▶ _WHAT TO DO_
Starting with the line that has "Each instance of the glass" and continuing through the end of the data below, copy out every line again, adding -30 to each number in the coordinates.

▶ _DATA FOR PROCESSING_
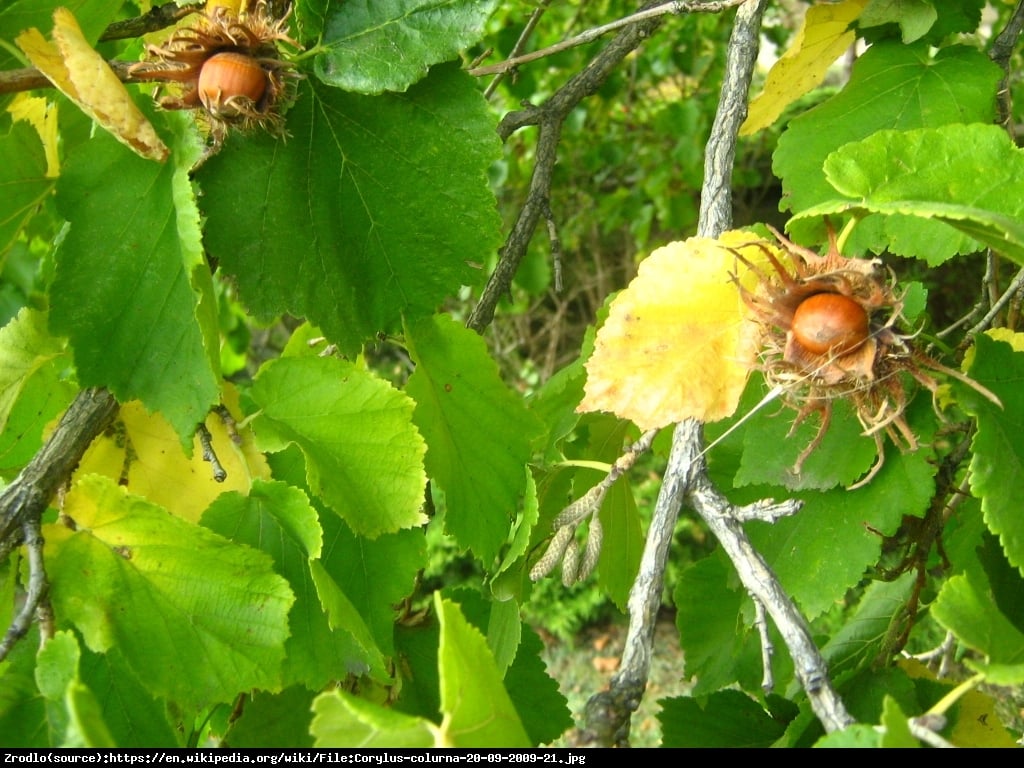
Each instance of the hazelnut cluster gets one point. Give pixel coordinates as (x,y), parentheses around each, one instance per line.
(228,67)
(829,329)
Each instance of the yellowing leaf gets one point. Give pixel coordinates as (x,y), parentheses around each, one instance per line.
(143,453)
(42,116)
(677,344)
(82,75)
(820,41)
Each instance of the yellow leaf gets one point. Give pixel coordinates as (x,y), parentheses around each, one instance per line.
(822,39)
(143,453)
(42,116)
(677,343)
(978,723)
(82,75)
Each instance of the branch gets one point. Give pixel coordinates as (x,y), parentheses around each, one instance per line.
(159,17)
(1001,50)
(549,117)
(594,33)
(607,713)
(26,499)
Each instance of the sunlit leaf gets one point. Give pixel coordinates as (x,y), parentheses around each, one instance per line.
(387,45)
(476,708)
(42,116)
(25,348)
(82,75)
(342,223)
(892,86)
(343,720)
(676,344)
(278,519)
(997,463)
(824,36)
(478,432)
(143,454)
(24,181)
(932,173)
(726,719)
(364,455)
(125,292)
(965,608)
(134,716)
(174,598)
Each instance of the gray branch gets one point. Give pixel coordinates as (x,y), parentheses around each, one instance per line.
(607,713)
(27,498)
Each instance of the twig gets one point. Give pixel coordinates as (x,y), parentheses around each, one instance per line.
(549,118)
(1000,52)
(51,467)
(159,17)
(1015,288)
(686,472)
(589,36)
(24,502)
(37,592)
(535,18)
(209,455)
(767,648)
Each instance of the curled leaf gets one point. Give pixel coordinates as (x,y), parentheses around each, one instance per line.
(677,344)
(82,75)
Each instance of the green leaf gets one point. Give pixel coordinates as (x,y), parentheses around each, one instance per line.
(173,598)
(24,184)
(708,619)
(855,736)
(343,720)
(477,709)
(821,551)
(966,608)
(859,640)
(892,86)
(42,395)
(134,717)
(364,456)
(85,720)
(76,717)
(279,719)
(914,16)
(376,208)
(342,614)
(123,290)
(478,432)
(997,461)
(56,665)
(932,173)
(543,710)
(278,519)
(726,719)
(23,708)
(377,574)
(25,348)
(388,45)
(770,451)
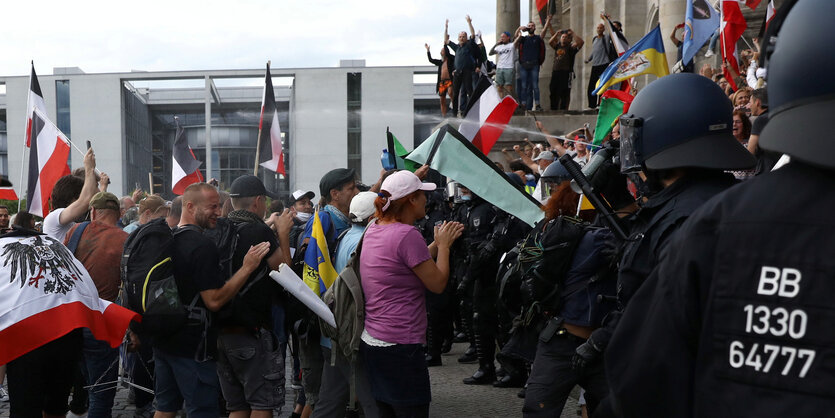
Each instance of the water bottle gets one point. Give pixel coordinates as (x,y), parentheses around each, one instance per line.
(385,159)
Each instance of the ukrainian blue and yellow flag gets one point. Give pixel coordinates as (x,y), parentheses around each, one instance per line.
(319,273)
(645,57)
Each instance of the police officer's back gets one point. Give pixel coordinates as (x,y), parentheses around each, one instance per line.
(737,320)
(683,152)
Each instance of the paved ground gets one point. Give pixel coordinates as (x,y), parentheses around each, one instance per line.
(450,397)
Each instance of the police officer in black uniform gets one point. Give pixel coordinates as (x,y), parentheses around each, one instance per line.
(440,308)
(737,320)
(477,215)
(505,231)
(682,151)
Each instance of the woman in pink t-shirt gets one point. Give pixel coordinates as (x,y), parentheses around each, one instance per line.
(397,267)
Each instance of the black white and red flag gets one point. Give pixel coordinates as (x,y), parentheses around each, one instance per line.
(48,154)
(186,167)
(732,27)
(487,115)
(271,150)
(33,100)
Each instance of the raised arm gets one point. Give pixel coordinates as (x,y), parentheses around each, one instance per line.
(578,41)
(517,36)
(552,140)
(470,24)
(435,273)
(76,209)
(429,55)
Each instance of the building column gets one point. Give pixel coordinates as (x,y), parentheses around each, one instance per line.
(507,17)
(208,124)
(670,14)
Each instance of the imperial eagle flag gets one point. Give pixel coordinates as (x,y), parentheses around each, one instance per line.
(269,143)
(48,293)
(185,169)
(451,154)
(48,153)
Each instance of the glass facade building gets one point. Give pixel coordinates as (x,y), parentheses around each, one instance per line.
(234,138)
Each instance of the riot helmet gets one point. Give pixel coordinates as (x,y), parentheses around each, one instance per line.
(681,120)
(553,175)
(801,93)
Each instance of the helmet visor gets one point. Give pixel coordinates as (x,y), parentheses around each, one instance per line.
(631,130)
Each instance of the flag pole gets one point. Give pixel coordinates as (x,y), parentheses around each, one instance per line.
(25,137)
(22,165)
(722,29)
(260,124)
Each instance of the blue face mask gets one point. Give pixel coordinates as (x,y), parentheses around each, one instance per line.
(303,216)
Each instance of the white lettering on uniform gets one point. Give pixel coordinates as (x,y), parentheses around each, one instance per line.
(783,282)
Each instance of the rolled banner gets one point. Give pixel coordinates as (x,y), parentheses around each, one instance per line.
(287,278)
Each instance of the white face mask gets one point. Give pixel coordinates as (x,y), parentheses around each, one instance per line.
(303,216)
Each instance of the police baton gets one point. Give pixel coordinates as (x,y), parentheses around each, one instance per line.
(600,204)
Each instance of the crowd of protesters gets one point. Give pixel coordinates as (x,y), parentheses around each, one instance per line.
(439,265)
(518,59)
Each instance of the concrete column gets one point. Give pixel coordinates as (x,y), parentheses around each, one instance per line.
(670,14)
(507,17)
(208,100)
(578,90)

▶ _RESPONSE TO THE TASK_
Each instance of the glass facade building gets one point. Give pixel coordinates as (x,y), parentheses around each, one instance per line.
(204,108)
Each instance of the riot helmet gets one point. Give pixel coordinates as (x,y), parentheses around each, one instance per line.
(651,90)
(523,145)
(771,63)
Each instance of the helmet visor gets one point. Give pixel coordinates as (x,y), parentheses around each, one instance per line.
(601,100)
Each instance of the flag pole gets one point. Give pixel coordinates as (x,y), parentheses around each, one instance per line.
(-5,107)
(-8,135)
(692,-1)
(230,94)
Each instance of the blue face mask gets one point. Give pixel coordinates as (x,y), parentheses around each, one instance per line.
(273,186)
Each instance of the white lettering on uniform gets one point. Give pixel coordinates as (x,y), parentheses around each, one instance per line.
(753,252)
Each instance of the rolled banner gets one point. Give pixel coordinates as (x,y), parentheses around each, one instance per line.
(257,248)
Each instance of the white face mask gets one point. Give pixel coordinates as (x,y), parentheses around each, one instance per line.
(273,186)
Each instance of the police baton gets one point. Give pixel coordinates as (x,y), parentheses around each, one instance per line.
(570,174)
Each instance of the crowd of protesters gets one point. Give pixel coordinates as (x,y), parentheses around each, one instance per line.
(409,235)
(488,29)
Each instance of the concrete column gets one point. Give pixel coordinates as (x,y), parentheses around each, one instance per line.
(640,-16)
(477,-13)
(178,70)
(548,60)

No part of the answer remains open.